REQUIREMENTS: Quote verbatim the lines of the data below, starting at the line that contains "mark the pedestrian | one pin per instance." and ending at the last line of the data, both ends included.

(Stored items)
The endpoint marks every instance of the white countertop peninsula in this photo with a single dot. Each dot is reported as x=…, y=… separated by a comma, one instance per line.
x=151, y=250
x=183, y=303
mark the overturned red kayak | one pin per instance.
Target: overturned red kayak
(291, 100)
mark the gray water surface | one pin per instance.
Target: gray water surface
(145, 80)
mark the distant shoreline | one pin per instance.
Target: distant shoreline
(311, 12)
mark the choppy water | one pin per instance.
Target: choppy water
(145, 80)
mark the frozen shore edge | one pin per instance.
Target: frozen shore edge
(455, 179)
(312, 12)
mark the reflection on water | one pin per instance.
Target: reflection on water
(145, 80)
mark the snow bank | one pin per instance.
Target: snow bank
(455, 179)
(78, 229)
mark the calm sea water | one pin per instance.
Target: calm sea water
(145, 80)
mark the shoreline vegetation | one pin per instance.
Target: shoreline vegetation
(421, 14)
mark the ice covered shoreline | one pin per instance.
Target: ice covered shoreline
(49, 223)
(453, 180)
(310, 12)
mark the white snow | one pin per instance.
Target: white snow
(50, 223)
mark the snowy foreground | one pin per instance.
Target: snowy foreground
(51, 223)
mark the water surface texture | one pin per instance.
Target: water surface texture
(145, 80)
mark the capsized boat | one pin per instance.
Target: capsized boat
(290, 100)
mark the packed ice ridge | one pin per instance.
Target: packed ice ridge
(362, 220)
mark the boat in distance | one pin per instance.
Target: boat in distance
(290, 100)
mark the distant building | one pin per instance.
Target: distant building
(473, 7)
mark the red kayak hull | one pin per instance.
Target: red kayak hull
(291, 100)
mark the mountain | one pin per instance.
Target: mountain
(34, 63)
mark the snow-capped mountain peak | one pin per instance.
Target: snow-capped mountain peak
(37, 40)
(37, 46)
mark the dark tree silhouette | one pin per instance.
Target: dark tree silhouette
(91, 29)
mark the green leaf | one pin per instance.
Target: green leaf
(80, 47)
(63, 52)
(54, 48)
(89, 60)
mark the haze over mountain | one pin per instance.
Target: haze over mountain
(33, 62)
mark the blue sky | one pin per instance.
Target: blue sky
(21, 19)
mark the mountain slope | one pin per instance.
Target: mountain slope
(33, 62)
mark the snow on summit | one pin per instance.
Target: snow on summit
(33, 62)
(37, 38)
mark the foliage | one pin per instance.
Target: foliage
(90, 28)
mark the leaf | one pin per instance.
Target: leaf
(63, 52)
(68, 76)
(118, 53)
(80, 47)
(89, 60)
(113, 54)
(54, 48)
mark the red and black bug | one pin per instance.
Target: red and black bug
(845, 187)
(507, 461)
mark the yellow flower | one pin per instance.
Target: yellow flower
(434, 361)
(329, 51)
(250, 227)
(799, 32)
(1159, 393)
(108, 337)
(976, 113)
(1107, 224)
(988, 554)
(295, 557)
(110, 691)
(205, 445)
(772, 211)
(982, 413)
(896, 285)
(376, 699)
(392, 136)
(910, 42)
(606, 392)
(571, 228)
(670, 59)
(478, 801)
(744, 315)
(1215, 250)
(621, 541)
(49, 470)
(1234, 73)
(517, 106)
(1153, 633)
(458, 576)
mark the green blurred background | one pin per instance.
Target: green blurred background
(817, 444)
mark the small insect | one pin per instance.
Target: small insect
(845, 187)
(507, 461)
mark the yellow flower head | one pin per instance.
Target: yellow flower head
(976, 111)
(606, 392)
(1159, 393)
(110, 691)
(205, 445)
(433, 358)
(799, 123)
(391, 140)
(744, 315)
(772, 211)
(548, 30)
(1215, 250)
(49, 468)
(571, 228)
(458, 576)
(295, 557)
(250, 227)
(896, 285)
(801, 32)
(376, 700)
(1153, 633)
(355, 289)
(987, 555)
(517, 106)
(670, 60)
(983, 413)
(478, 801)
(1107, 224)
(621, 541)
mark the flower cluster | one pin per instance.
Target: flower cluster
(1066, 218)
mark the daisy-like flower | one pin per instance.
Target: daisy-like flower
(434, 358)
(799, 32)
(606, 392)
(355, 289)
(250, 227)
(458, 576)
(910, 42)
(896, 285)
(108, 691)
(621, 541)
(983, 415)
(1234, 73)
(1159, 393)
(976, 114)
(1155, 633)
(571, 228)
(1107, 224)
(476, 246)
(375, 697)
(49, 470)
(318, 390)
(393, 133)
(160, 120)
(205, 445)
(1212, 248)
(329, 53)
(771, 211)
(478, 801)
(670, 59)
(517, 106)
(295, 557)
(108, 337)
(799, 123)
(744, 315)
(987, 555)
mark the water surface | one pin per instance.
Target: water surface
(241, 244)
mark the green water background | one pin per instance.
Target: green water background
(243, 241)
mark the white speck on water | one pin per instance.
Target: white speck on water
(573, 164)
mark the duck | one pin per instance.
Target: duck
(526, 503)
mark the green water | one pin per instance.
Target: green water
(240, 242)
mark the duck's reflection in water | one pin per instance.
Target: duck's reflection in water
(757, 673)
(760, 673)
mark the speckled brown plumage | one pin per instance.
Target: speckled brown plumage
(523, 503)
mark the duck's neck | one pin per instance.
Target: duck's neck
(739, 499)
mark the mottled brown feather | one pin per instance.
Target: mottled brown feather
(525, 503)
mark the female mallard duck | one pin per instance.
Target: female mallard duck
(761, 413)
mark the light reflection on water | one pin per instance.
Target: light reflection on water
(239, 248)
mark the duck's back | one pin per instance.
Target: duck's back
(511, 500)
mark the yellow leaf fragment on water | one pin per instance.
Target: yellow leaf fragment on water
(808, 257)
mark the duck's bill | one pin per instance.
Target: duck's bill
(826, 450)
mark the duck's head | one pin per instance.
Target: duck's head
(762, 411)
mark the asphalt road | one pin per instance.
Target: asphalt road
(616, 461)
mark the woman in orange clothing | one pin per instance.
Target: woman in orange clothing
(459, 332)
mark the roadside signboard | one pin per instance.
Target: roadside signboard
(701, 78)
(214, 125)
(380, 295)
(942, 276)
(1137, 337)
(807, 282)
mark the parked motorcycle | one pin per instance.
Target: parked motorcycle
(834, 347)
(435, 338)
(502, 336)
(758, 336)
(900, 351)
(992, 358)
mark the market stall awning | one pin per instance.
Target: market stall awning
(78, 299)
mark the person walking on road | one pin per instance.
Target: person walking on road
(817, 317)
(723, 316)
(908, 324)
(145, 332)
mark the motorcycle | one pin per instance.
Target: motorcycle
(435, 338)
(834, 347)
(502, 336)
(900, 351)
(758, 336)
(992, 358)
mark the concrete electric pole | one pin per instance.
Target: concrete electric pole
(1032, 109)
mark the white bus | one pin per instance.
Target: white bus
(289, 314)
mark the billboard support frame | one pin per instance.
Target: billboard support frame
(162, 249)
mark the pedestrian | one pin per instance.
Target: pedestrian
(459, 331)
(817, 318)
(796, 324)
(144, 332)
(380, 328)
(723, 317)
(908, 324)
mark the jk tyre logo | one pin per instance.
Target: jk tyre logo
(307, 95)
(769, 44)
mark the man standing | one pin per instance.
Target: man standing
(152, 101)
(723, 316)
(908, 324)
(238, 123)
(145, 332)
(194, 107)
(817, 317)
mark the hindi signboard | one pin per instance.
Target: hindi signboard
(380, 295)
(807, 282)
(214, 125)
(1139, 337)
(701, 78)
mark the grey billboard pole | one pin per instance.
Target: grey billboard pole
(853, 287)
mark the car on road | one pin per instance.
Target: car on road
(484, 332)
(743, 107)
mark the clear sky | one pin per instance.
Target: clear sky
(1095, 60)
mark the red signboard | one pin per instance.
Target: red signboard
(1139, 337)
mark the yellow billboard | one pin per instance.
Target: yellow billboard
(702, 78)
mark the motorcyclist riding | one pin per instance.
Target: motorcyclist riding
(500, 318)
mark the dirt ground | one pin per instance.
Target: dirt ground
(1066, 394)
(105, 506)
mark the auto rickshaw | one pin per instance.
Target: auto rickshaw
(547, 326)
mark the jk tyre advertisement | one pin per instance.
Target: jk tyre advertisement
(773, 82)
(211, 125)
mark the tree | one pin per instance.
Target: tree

COMPLETED EXERCISE:
mark the pedestrian | one pin per instance.
Target: pedestrian
(459, 331)
(817, 318)
(796, 324)
(144, 332)
(380, 328)
(723, 317)
(908, 324)
mark the jk tyre logo | one pin per instance.
Target: jk tyre logo
(307, 95)
(769, 44)
mark the man standing | one pin per instance.
Target: man standing
(152, 101)
(723, 316)
(908, 324)
(238, 123)
(145, 332)
(194, 107)
(817, 317)
mark the hindi signboard | one pin per instance.
Target: hindi signboard
(380, 295)
(807, 282)
(214, 125)
(1139, 337)
(701, 78)
mark the grey billboard pole | one pin per instance.
Target: grey billboard pole
(853, 287)
mark the car on road | one pin per instance.
Target: car on road
(484, 332)
(743, 107)
mark the clear sky | one pin per instance.
Target: clear sky
(1095, 60)
mark the red signboard | one pin per instance.
Target: red signboard
(1139, 337)
mark the yellow billboard | one pin per instance.
Target: yellow billboard
(702, 78)
mark the motorcyclist riding | one pin per instance.
Target: motorcyclist riding
(500, 318)
mark the dirt ground | one pin per instance.
Target: dirt ground
(1066, 394)
(105, 506)
mark the auto rickshaw | one pin per instance.
Target: auto rickshaw
(547, 326)
mark the jk tyre advertisement | one pin per instance.
Target: jk tyre advertisement
(773, 82)
(211, 125)
mark the tree | one pin per instance.
Target: tree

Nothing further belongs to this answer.